### Required task
Copy out the items from their first line through the line containing "153,121 -> 160,131", with both of those lines included.

### Record extracts
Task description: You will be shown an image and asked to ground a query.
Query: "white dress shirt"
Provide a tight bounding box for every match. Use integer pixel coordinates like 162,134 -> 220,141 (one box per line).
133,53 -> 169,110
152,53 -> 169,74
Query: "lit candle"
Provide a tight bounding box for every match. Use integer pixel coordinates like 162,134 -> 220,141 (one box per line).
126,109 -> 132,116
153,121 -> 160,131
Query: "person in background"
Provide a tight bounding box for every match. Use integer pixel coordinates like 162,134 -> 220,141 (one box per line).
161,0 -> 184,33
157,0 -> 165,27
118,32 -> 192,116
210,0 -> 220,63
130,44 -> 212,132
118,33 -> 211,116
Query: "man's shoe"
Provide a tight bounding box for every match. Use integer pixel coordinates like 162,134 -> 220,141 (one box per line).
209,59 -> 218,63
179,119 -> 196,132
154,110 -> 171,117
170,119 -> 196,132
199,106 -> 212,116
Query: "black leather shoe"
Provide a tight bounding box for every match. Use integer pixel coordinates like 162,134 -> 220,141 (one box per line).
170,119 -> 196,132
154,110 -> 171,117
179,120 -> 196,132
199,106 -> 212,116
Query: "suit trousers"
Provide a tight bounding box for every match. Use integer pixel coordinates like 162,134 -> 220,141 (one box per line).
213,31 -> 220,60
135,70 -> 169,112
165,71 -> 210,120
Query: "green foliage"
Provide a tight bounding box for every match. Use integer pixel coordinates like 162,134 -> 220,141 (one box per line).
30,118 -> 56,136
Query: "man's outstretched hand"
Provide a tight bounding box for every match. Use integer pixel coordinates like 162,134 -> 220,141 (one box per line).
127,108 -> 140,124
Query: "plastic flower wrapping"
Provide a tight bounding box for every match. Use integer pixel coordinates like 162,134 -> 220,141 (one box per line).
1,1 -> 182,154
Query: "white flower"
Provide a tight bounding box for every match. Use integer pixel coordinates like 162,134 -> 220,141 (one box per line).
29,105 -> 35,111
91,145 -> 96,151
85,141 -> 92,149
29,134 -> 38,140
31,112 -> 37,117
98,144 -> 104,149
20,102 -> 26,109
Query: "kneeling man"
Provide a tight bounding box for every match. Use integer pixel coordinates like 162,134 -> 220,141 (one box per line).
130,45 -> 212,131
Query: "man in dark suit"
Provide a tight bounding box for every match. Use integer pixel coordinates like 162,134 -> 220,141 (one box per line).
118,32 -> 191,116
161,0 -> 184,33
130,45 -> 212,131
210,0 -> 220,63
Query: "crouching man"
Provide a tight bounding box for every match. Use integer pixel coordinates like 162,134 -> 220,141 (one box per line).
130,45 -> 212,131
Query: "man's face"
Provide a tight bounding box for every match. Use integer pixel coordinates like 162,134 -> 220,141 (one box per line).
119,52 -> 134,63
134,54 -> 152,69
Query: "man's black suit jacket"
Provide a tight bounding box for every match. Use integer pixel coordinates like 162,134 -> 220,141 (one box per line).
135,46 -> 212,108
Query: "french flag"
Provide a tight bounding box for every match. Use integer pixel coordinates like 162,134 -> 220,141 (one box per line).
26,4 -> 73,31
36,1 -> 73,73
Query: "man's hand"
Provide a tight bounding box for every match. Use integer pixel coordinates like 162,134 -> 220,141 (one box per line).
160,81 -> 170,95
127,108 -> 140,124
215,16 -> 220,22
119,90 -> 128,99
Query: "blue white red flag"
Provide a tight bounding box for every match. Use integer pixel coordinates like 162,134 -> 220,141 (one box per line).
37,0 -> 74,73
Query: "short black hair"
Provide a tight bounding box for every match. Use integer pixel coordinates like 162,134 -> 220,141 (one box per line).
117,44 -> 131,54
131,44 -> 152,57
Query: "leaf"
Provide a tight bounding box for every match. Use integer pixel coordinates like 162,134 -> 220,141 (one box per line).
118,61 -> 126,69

### Written answer
Task description: You will be shown an image and asked to ground a query.
Query: "white dress shirt"
Provide a tight bounding box for every match. Use integer pixel coordinates like 162,134 -> 220,141 (one box per line).
133,53 -> 169,110
152,53 -> 169,74
Query: "lit candle"
Provide a tight bounding box for every match. Use integer pixel coordinates like 162,134 -> 220,141 (one box per line).
126,109 -> 132,116
153,121 -> 160,131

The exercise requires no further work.